BEGIN DATA EXTRACTS
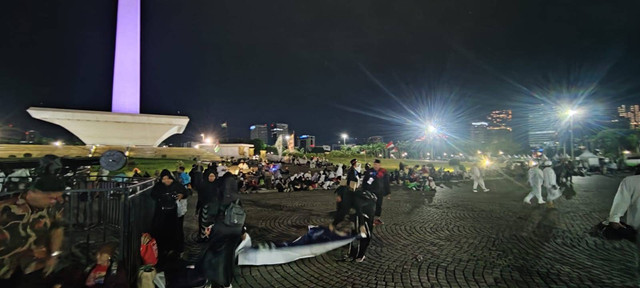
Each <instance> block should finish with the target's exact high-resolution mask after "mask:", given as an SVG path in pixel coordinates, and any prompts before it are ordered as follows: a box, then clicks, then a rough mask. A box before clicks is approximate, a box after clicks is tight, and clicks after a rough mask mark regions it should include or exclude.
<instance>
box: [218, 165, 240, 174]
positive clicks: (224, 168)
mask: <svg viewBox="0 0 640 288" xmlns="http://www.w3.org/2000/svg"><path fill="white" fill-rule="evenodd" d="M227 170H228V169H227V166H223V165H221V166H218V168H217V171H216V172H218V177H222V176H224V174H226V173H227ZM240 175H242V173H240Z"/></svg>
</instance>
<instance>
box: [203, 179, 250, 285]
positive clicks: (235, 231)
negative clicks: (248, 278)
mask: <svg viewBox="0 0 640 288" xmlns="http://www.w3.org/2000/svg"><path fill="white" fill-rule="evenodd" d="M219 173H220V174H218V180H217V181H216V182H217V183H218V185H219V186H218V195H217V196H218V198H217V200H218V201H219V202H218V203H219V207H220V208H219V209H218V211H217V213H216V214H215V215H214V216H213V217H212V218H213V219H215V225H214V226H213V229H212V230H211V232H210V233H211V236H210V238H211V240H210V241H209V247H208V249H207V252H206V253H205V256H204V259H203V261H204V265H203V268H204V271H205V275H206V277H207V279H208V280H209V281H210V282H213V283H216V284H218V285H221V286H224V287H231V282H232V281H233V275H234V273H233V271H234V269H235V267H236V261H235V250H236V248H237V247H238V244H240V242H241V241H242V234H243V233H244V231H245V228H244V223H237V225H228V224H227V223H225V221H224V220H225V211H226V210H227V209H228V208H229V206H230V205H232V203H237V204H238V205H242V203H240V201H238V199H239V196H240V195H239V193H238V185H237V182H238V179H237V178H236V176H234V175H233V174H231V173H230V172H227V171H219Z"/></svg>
END DATA EXTRACTS
BEGIN DATA EXTRACTS
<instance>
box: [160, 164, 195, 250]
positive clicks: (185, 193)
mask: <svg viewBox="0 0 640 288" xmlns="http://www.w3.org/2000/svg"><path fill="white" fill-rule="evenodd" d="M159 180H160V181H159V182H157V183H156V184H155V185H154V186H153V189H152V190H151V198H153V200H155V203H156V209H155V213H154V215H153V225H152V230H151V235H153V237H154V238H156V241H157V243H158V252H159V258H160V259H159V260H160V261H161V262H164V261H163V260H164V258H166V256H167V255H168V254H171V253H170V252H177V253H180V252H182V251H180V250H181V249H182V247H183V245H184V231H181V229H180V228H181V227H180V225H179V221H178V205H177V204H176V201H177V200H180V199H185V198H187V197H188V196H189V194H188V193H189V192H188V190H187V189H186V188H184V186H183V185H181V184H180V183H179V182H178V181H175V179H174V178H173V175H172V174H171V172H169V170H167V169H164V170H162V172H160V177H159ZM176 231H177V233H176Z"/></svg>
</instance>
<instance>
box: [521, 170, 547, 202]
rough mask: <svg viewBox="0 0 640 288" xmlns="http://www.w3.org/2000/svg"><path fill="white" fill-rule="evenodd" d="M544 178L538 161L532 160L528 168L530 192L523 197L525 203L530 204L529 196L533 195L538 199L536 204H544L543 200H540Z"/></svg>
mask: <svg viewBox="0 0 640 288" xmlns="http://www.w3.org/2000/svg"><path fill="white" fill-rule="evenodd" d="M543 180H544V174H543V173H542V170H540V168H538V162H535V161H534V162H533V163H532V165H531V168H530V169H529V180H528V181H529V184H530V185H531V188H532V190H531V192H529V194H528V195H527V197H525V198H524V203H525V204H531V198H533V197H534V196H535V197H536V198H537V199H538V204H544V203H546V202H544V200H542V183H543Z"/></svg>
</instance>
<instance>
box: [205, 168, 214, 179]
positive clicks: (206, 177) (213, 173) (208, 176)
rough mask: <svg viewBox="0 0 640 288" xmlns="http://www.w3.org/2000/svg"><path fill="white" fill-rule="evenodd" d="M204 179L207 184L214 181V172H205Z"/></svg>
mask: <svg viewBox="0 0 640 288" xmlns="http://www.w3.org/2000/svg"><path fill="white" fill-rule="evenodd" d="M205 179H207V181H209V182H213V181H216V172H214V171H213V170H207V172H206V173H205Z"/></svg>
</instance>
END DATA EXTRACTS
BEGIN DATA EXTRACTS
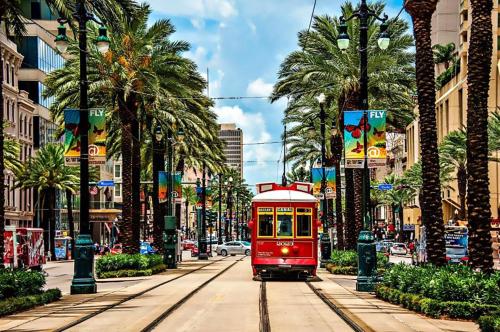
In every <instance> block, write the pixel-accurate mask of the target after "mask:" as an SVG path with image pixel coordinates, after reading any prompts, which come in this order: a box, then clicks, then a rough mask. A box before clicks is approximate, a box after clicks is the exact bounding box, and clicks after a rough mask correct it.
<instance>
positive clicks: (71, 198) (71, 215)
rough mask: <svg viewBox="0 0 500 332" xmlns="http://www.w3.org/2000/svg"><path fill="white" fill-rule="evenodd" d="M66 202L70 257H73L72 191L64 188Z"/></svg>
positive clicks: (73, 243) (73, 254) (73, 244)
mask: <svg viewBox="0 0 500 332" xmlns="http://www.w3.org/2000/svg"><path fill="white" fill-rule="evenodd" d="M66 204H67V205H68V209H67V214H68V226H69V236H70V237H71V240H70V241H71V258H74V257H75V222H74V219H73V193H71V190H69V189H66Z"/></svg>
END DATA EXTRACTS
▶ **WHAT THE TASK REQUIRES**
Pick out every line in the rows above that contains the word "positive", matching case exactly, and copy each one.

▶ **ANSWER FOR THIS EXERCISE**
positive clicks: (224, 168)
positive clicks: (235, 231)
positive clicks: (185, 193)
positive clicks: (206, 177) (213, 173) (208, 176)
positive clicks: (71, 198) (71, 215)
positive clicks: (73, 243) (73, 254) (73, 244)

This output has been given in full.